Segment Start: EXTRACT

# Shhhh.... Don't Tell OK?



## hewunch (May 26, 2012)

Ok, so my cousin's wife just graduated with her PharmD. So I wanted to make her a special pen. This is it. It is a take off of Serax 15 (google it to see if you think I got close). The white is Corian from Jonathon and the Red is Acetate from WnW. The grip is ebonite and it is a roller writer (from Indy Pen Dance). I have not done the coats of CA over the decals yet, but I was stoked so I wanted to show it off. So here goes. Comments welcome.

Here is a 360 rotational view 








Here is the pen apart



Here is the pen open



Here is the pen posted


----------



## anthonyd (May 26, 2012)

Very creative!

Tony


----------



## hewunch (May 26, 2012)

anthonyd said:


> Very creative!
> 
> Tony



Thanks, I borrowed the dimensions from Jonathon's mini fountain.


----------



## keithkarl2007 (May 26, 2012)

Thats pretty cool. I have never attempted kitless or closed end pens. I have roughly sketched one I'd love to do resembling a lipstick, African Blackwood and any other complimenting wood, pink ivory, bloodwood......


----------



## hewunch (May 26, 2012)

keithkarl2007 said:


> Thats pretty cool. I have never attempted kitless or closed end pens. I have roughly sketched one I'd love to do resembling a lipstick, African Blackwood and any other complimenting wood, pink ivory, bloodwood......

Segment End: EXTRACT
Segment Start: DATA SEGMENT

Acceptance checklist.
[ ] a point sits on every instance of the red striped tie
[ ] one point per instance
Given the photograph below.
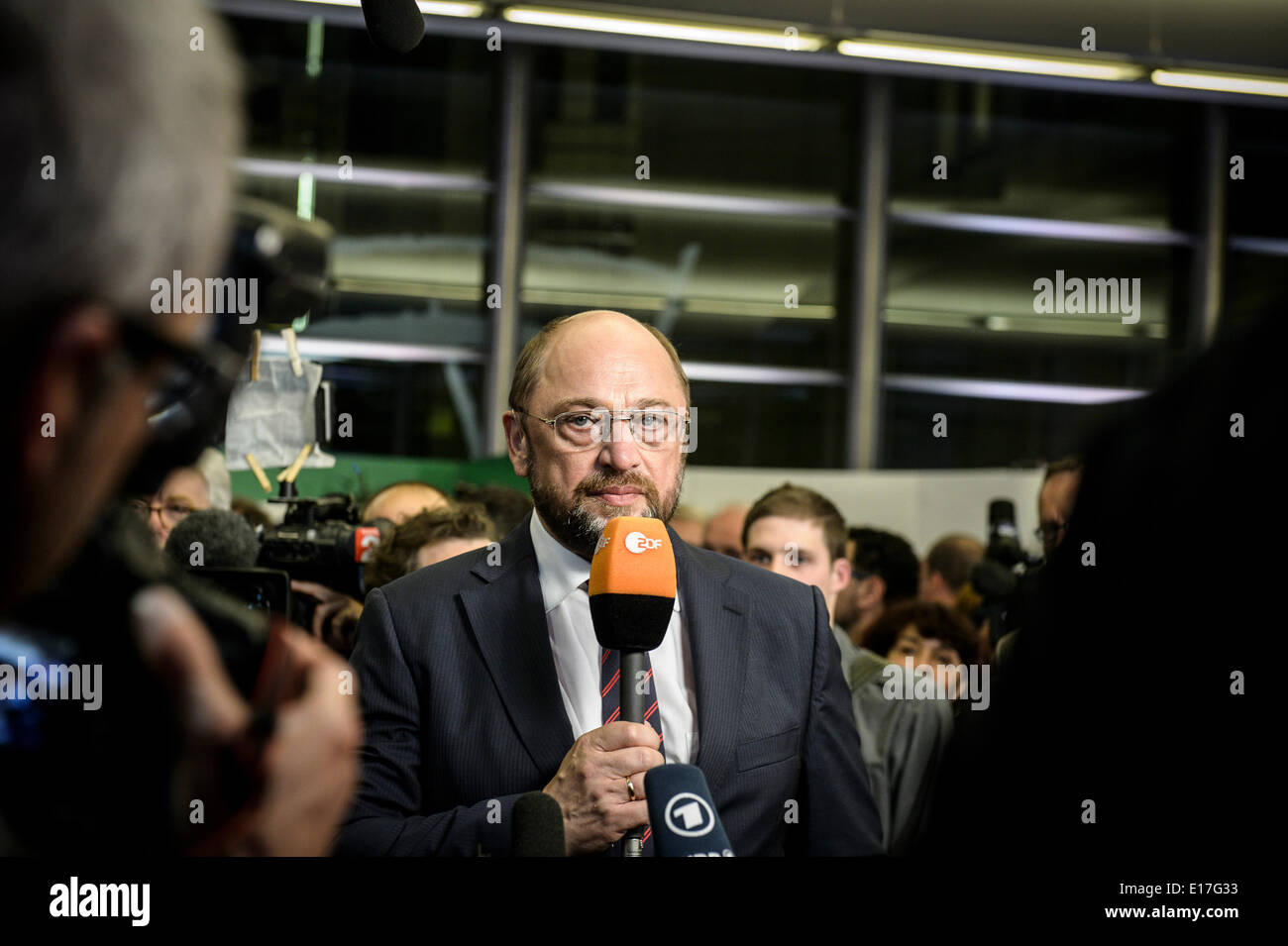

Segment End: DATA SEGMENT

Write out the entire forum thread about the custom pen above, word for word.

§ **PROBLEM SOLUTION**:
# Shhhh.... Don't Tell OK?



## hewunch (May 26, 2012)

Ok, so my cousin's wife just graduated with her PharmD. So I wanted to make her a special pen. This is it. It is a take off of Serax 15 (google it to see if you think I got close). The white is Corian from Jonathon and the Red is Acetate from WnW. The grip is ebonite and it is a roller writer (from Indy Pen Dance). I have not done the coats of CA over the decals yet, but I was stoked so I wanted to show it off. So here goes. Comments welcome.

Here is a 360 rotational view 








Here is the pen apart



Here is the pen open



Here is the pen posted


----------



## anthonyd (May 26, 2012)

Very creative!

Tony


----------



## hewunch (May 26, 2012)

anthonyd said:


> Very creative!
> 
> Tony



Thanks, I borrowed the dimensions from Jonathon's mini fountain.


----------



## keithkarl2007 (May 26, 2012)

Thats pretty cool. I have never attempted kitless or closed end pens. I have roughly sketched one I'd love to do resembling a lipstick, African Blackwood and any other complimenting wood, pink ivory, bloodwood......


----------



## hewunch (May 26, 2012)

keithkarl2007 said:


> Thats pretty cool. I have never attempted kitless or closed end pens. I have roughly sketched one I'd love to do resembling a lipstick, African Blackwood and any other complimenting wood, pink ivory, bloodwood......